___ Extracted records

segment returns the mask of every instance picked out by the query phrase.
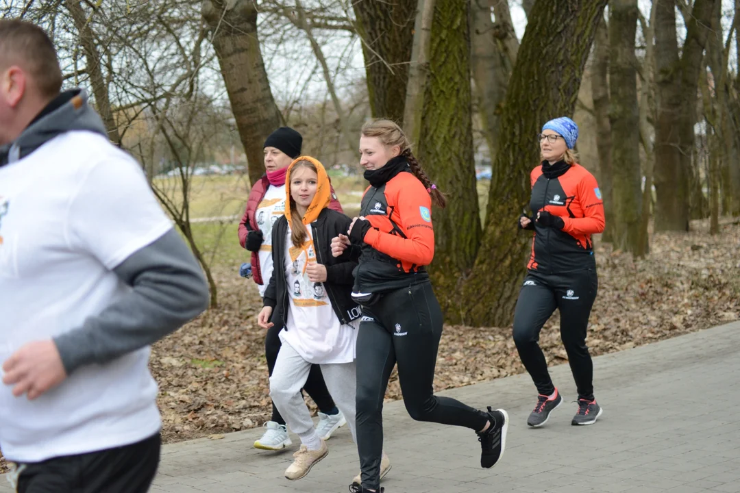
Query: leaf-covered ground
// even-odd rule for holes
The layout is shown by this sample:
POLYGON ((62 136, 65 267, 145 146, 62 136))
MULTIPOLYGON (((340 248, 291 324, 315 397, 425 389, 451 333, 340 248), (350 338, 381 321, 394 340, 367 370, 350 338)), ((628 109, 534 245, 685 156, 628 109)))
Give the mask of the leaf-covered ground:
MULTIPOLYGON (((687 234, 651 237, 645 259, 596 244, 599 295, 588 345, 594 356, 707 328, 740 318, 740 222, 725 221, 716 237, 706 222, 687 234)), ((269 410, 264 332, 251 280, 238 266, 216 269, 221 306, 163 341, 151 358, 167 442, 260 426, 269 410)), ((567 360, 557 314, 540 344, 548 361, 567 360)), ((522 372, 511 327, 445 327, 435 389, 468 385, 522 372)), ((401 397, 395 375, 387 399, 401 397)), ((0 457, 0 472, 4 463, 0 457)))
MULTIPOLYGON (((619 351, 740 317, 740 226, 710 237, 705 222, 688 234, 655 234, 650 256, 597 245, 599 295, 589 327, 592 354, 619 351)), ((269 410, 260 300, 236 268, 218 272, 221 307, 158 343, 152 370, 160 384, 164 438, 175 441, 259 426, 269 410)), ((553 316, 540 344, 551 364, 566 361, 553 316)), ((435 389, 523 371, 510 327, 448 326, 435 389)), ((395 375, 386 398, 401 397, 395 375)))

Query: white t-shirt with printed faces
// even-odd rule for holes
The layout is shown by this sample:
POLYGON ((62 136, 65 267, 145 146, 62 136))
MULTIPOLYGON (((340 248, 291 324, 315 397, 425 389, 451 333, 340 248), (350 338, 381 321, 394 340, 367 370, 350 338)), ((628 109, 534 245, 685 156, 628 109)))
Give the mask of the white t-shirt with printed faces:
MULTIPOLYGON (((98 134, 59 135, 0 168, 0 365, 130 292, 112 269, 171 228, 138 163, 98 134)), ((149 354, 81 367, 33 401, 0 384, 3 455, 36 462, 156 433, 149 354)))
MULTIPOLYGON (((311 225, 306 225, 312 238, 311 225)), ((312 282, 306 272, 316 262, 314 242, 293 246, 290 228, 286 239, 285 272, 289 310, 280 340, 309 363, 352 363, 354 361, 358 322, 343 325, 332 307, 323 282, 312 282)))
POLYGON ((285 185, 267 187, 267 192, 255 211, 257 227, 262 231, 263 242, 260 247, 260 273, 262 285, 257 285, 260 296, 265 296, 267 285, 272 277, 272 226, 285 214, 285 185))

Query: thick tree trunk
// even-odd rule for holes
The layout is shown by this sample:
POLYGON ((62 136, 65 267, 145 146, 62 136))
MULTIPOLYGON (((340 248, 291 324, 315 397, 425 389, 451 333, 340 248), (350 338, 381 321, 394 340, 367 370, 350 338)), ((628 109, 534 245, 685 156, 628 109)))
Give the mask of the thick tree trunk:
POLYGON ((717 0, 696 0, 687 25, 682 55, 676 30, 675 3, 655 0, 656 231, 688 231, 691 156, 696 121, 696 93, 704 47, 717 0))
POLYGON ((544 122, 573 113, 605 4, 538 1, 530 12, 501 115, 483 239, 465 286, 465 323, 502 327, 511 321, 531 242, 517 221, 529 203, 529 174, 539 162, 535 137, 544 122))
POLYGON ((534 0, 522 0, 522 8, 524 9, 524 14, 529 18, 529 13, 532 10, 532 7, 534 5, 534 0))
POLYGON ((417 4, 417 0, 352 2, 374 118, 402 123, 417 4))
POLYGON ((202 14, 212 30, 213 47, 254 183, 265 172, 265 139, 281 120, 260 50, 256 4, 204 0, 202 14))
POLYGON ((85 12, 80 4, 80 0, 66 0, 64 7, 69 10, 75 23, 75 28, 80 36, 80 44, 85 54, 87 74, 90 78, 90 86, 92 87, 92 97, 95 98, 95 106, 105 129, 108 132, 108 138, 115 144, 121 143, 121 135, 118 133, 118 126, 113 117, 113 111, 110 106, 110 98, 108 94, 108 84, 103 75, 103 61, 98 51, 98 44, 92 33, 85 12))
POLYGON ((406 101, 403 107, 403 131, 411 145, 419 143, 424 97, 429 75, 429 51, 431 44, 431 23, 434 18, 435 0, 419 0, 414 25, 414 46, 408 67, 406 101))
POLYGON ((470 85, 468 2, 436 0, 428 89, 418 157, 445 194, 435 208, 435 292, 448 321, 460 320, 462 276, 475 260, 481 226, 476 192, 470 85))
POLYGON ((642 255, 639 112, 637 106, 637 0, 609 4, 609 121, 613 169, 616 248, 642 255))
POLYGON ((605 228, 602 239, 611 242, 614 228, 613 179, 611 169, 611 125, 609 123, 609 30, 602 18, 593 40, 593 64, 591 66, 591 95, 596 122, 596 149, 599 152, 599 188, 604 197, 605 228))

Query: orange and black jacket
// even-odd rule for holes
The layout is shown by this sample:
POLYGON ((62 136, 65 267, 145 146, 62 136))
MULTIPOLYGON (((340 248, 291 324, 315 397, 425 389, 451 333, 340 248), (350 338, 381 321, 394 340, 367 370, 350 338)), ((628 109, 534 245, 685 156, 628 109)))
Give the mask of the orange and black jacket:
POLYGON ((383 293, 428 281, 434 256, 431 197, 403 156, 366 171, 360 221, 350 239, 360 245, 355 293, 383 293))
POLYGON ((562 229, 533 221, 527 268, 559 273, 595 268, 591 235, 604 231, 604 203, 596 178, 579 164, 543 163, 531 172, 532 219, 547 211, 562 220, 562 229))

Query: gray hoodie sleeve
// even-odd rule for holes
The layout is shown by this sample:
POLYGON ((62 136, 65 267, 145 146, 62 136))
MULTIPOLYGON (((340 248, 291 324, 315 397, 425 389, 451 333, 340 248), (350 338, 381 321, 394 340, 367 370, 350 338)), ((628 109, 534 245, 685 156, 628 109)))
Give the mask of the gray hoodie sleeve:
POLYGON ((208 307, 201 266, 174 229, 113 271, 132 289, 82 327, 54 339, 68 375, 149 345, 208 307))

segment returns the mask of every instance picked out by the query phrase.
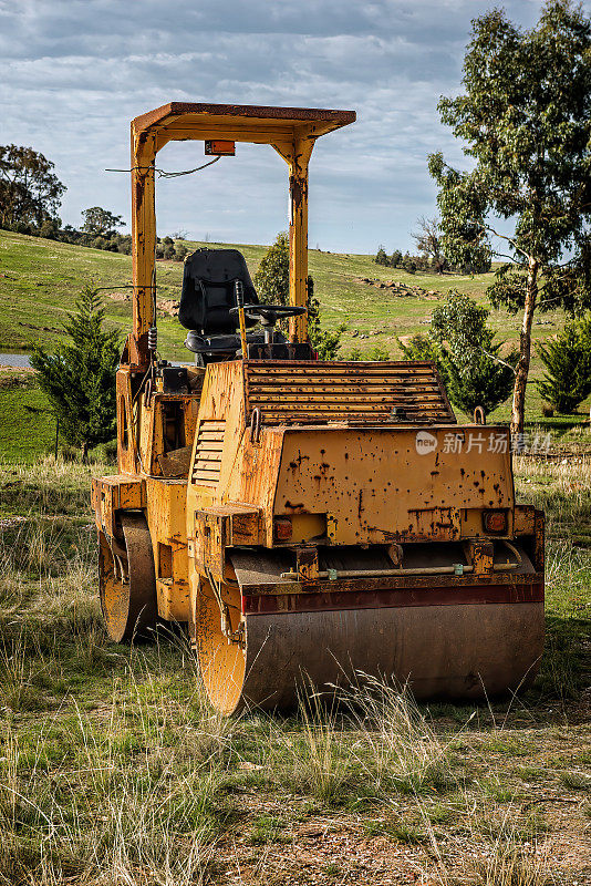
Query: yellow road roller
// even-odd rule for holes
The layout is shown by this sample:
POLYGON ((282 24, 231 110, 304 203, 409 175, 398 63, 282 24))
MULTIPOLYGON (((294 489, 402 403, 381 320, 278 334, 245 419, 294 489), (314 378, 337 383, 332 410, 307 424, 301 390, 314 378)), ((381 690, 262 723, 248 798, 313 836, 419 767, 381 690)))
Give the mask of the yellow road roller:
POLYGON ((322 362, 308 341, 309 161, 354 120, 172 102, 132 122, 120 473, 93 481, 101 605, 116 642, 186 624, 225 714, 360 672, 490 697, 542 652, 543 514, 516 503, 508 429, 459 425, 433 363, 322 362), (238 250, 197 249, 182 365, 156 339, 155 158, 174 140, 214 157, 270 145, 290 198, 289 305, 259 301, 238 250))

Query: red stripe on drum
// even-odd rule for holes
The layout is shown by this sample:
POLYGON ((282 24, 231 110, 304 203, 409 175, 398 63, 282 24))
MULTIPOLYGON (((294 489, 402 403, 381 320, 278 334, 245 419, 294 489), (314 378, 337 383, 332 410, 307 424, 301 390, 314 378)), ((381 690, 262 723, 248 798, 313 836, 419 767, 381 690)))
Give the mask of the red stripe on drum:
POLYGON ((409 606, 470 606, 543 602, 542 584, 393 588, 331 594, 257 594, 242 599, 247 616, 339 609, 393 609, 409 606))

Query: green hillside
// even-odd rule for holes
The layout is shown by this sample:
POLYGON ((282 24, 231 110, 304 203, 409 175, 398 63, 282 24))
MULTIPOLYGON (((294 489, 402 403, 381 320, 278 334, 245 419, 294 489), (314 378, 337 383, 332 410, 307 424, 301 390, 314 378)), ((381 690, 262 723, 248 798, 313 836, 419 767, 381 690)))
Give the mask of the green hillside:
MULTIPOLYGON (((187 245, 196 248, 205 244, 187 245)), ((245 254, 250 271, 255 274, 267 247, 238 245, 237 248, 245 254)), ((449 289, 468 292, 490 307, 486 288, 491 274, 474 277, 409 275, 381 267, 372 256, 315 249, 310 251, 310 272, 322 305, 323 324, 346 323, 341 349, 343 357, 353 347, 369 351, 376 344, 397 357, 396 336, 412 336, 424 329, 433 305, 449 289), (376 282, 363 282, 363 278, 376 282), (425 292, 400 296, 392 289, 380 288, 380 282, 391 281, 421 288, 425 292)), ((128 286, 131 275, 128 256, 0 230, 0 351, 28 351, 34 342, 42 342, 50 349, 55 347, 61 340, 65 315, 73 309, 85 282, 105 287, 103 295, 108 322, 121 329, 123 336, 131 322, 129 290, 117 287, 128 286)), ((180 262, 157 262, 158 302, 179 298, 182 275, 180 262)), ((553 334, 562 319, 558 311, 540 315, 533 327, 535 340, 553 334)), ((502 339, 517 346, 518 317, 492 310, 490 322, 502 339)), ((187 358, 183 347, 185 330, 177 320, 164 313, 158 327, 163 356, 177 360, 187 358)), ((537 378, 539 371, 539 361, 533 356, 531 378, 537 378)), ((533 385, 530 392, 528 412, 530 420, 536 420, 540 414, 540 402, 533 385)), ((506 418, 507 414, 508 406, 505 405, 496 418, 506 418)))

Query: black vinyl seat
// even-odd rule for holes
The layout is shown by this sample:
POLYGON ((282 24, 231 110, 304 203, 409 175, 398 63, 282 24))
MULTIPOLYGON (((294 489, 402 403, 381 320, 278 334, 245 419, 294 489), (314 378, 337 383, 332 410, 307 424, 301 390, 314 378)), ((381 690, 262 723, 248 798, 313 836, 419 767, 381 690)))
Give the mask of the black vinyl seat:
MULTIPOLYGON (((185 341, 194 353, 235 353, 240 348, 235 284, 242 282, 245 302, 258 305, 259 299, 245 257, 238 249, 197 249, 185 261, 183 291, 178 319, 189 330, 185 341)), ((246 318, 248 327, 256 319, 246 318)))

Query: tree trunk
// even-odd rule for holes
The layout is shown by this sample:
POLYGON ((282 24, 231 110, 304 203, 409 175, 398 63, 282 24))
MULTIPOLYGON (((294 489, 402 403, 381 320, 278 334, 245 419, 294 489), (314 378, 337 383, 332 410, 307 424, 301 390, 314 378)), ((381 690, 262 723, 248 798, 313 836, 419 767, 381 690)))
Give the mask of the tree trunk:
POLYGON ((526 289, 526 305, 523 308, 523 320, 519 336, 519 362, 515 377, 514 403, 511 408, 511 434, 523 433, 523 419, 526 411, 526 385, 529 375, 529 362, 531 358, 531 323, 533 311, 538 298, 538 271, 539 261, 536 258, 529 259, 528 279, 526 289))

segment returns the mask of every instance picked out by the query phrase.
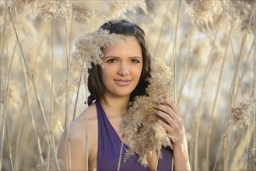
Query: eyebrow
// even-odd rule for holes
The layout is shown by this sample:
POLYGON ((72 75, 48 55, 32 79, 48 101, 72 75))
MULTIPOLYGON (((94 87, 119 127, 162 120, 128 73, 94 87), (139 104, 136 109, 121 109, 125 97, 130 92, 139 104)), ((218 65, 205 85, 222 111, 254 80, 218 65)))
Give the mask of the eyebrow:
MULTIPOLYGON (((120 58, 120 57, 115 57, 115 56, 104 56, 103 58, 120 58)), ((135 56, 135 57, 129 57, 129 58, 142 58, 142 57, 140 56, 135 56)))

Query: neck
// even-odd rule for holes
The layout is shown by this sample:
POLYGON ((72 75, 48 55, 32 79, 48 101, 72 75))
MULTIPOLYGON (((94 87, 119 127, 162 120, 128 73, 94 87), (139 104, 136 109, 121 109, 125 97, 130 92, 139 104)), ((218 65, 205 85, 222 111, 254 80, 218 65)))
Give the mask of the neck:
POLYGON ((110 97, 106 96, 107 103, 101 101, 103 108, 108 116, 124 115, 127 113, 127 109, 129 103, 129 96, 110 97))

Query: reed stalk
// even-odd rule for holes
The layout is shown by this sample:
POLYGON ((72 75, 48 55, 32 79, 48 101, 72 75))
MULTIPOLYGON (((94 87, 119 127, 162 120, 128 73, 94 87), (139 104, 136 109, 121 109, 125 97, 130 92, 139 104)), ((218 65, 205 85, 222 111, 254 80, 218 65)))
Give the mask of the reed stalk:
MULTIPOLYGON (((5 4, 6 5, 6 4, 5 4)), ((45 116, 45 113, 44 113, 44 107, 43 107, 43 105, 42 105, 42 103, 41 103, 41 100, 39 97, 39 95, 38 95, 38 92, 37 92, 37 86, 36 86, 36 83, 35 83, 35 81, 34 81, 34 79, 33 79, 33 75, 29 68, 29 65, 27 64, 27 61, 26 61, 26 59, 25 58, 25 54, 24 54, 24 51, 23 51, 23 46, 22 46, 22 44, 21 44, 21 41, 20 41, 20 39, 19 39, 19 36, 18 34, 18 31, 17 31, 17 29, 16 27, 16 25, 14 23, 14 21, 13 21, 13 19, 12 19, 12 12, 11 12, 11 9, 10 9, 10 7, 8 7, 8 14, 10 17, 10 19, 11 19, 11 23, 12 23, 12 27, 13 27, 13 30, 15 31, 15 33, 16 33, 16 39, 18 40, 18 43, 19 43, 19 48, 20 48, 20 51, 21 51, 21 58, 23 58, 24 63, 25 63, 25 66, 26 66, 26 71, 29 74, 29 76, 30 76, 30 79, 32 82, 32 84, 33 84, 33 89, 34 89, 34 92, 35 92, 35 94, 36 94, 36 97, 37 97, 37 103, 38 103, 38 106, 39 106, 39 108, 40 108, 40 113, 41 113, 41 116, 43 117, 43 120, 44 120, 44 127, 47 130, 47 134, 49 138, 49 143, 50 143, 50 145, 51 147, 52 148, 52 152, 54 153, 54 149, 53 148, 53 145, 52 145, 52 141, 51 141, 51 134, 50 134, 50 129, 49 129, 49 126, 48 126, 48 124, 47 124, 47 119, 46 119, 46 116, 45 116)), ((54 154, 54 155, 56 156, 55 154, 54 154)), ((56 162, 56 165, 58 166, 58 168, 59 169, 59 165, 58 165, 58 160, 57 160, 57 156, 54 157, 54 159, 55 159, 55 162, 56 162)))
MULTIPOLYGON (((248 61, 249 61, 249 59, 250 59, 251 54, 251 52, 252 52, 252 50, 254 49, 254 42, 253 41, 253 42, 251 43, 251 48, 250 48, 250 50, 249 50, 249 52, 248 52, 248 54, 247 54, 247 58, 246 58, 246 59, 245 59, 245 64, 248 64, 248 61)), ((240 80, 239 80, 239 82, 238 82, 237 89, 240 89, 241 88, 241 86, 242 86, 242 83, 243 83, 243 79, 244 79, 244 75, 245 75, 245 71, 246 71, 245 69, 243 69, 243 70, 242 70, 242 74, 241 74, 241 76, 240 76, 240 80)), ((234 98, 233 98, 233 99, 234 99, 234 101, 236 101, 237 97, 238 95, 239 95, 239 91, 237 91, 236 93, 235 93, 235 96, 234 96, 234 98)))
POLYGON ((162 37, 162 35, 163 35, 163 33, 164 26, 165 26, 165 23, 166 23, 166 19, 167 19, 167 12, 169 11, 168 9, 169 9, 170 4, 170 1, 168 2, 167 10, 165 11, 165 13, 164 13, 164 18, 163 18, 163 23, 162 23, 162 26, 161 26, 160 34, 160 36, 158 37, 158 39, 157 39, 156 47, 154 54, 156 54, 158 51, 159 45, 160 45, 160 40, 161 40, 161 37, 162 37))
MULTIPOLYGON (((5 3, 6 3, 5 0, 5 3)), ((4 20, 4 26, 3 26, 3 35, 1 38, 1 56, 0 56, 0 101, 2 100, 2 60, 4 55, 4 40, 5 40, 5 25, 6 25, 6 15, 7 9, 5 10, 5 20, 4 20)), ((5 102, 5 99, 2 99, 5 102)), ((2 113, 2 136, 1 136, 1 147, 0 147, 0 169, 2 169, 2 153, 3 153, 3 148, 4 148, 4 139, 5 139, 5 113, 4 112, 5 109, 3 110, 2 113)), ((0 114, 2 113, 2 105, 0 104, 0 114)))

______

The problem — Please rename "hillside" to "slope" in everything from the line with "Query: green hillside" down to the line with "Give the mask of the green". Give back only those lines, with nothing else changed.

Response to the exercise —
Query: green slope
// even-odd rule for holes
The layout is shown by this sample:
POLYGON ((282 24, 231 110, 304 203, 409 175, 398 63, 282 24))
MULTIPOLYGON (((294 489, 402 403, 381 320, 278 334, 245 419, 294 489), (314 378, 337 383, 332 410, 307 424, 301 390, 314 378)), ((381 690, 262 723, 248 798, 313 836, 419 767, 381 690)))
Give the mask of the green slope:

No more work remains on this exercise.